Giter Club home page Giter Club logo

Comments (5)

jkbonfield avatar jkbonfield commented on June 29, 2024 1

It's also worth noting even if this was being generated by MGI and we hadn't previously decided on DNBSEQ, it would be rejected. The problem with MGIG400 is it conflates platform with model, which are two different tags.

from hts-specs.

jkbonfield avatar jkbonfield commented on June 29, 2024 1

We did also discuss this sort of issue in the most recent conference call.

The issue was one of validation. Having an invalid field here does not invalidate the rest of the file. Syntacically it would all make sense. The point was raised what if we check these fields and reject files that don't match, but the specification then gets updated? We haven't updated the SAM version number when we've added extra fields here as the syntax is identical, so programs cannot check that either. That's a valid point. We felt the correct process would be, if validation is performed, to make it a warning only. This fits with the point above that unknown data here does not invalidate any remainder of the file.

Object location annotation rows
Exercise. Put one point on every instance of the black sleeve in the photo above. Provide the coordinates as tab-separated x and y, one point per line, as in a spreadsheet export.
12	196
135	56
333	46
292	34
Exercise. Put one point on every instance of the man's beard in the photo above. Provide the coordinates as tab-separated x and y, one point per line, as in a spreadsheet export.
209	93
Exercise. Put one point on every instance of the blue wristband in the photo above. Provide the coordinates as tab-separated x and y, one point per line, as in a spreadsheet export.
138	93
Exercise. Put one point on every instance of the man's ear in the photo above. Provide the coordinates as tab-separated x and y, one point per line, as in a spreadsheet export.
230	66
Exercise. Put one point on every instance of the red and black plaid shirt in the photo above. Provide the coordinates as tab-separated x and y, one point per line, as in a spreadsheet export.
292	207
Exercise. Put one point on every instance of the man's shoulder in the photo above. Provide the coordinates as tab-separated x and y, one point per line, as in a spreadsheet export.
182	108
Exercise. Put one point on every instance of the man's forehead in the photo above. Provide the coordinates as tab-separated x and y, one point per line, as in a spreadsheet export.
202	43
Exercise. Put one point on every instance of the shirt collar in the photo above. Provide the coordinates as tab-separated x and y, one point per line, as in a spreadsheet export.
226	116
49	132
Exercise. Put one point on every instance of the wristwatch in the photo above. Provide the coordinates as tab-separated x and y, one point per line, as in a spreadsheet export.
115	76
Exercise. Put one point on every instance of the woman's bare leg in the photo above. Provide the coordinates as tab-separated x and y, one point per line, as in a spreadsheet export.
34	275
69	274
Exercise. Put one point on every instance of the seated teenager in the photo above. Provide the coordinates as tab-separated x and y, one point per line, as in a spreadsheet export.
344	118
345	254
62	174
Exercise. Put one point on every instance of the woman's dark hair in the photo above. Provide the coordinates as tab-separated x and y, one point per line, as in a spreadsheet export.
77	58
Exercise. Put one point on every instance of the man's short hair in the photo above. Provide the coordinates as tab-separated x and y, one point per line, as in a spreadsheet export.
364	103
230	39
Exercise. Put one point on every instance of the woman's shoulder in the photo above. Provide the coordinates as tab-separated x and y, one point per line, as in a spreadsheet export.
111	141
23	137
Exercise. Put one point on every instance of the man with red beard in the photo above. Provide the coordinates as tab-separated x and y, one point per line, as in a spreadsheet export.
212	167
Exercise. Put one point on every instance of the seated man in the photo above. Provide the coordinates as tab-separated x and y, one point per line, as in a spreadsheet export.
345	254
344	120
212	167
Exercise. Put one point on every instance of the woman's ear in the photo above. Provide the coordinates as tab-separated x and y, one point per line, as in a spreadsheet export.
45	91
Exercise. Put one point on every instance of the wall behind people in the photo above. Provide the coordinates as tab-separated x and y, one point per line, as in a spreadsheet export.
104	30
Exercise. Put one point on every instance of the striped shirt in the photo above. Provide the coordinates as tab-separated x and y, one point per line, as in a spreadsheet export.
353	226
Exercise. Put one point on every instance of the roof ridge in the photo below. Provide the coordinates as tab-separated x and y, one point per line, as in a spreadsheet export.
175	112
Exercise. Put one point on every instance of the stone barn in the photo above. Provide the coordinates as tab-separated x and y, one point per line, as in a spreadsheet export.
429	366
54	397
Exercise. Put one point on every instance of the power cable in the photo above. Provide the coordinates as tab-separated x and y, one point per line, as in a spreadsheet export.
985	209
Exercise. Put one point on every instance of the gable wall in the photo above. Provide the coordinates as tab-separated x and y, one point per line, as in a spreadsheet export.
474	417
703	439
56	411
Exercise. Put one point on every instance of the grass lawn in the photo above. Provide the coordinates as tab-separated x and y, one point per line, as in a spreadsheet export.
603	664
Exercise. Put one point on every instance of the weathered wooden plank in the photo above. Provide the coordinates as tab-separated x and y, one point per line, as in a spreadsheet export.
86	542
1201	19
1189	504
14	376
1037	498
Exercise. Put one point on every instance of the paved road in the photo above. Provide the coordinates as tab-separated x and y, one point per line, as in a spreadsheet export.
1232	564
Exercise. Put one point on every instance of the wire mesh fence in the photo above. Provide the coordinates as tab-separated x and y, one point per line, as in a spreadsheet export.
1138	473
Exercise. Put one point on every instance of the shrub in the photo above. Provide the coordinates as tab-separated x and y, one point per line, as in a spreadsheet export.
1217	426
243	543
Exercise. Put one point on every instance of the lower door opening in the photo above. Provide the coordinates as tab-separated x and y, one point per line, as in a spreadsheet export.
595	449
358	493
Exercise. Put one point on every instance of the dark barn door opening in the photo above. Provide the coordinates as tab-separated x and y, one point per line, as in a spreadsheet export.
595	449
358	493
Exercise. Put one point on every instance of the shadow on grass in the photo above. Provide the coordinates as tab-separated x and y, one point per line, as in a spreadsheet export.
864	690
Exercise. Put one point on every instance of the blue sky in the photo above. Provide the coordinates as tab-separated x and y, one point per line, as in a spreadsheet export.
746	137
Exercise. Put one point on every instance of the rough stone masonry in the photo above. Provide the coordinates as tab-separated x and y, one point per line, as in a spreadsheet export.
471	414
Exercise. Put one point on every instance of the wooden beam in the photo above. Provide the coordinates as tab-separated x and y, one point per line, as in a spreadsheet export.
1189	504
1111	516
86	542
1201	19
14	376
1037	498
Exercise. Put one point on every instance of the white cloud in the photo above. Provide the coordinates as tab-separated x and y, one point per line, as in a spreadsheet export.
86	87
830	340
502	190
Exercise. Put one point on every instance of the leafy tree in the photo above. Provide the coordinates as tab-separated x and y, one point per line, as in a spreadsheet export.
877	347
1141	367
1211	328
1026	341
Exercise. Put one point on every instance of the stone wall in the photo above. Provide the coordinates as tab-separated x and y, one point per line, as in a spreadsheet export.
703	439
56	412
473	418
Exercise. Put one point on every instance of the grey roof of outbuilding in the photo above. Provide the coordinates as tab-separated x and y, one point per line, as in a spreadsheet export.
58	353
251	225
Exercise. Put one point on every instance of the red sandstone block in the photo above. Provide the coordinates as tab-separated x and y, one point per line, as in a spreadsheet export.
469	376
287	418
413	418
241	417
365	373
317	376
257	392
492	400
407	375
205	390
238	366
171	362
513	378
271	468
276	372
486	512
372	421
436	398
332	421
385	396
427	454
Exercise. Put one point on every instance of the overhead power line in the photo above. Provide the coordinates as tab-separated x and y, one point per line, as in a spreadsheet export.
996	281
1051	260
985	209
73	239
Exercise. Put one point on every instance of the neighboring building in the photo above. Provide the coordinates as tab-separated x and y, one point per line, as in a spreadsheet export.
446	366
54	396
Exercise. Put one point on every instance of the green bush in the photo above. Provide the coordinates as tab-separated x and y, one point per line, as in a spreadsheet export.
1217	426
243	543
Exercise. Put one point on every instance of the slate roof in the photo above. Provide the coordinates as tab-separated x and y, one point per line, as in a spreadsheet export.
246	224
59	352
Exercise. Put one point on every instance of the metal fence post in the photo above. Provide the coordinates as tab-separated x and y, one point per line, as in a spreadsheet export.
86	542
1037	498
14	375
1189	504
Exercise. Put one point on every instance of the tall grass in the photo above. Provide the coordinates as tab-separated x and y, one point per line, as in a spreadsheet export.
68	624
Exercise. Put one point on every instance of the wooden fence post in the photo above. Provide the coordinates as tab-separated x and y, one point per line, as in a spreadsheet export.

Exercise directions
From the platform-tag discussion above, output the passage that begins with the words containing "Comments (5)" and ends with "from hts-specs.", copied exactly.

Correct output
Comments (5)

jkbonfield avatar jkbonfield commented on June 29, 2024 1

It's also worth noting even if this was being generated by MGI and we hadn't previously decided on DNBSEQ, it would be rejected. The problem with MGIG400 is it conflates platform with model, which are two different tags.

from hts-specs.